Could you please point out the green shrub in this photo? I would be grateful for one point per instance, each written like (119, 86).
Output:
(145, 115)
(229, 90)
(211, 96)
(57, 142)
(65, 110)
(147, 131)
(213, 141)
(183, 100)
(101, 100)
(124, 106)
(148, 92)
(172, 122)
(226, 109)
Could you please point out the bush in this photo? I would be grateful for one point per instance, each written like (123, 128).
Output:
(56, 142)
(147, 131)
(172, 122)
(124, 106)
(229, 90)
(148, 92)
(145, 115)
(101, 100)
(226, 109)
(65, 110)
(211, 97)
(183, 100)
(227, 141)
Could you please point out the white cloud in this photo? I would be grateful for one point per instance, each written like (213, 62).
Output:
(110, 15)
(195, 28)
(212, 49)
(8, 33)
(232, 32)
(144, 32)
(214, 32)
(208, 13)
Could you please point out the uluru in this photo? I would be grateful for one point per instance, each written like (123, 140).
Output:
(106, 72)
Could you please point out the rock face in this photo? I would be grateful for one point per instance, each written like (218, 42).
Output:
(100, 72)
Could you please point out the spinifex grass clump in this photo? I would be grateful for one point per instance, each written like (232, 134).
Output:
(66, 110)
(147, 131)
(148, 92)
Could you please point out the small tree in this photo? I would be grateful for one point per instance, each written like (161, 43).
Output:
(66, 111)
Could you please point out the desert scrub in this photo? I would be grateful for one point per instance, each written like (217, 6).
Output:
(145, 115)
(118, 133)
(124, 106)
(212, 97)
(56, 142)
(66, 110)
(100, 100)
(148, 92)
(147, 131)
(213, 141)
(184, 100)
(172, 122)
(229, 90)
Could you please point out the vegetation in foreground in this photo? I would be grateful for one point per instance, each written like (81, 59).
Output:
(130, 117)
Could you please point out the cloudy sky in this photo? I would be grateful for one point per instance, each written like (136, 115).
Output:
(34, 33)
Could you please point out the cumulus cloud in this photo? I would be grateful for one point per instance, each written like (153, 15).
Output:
※ ※ ※
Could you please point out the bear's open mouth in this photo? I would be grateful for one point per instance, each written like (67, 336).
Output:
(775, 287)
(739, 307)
※ ※ ※
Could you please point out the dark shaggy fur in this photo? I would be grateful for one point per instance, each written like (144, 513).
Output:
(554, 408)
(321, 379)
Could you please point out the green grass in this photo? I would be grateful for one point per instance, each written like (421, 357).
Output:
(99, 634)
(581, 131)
※ ※ ※
WHAT TO DO = Find the string "grass" in the material above. Then copy each line that has it.

WRITTEN RESPONSE =
Could you please point out the spinifex grass clump in this photo? I would be grateful for one point per instance, each written like (232, 134).
Could you please point out the green grass in this photo? I would be grateful for one point per instance, each written like (421, 357).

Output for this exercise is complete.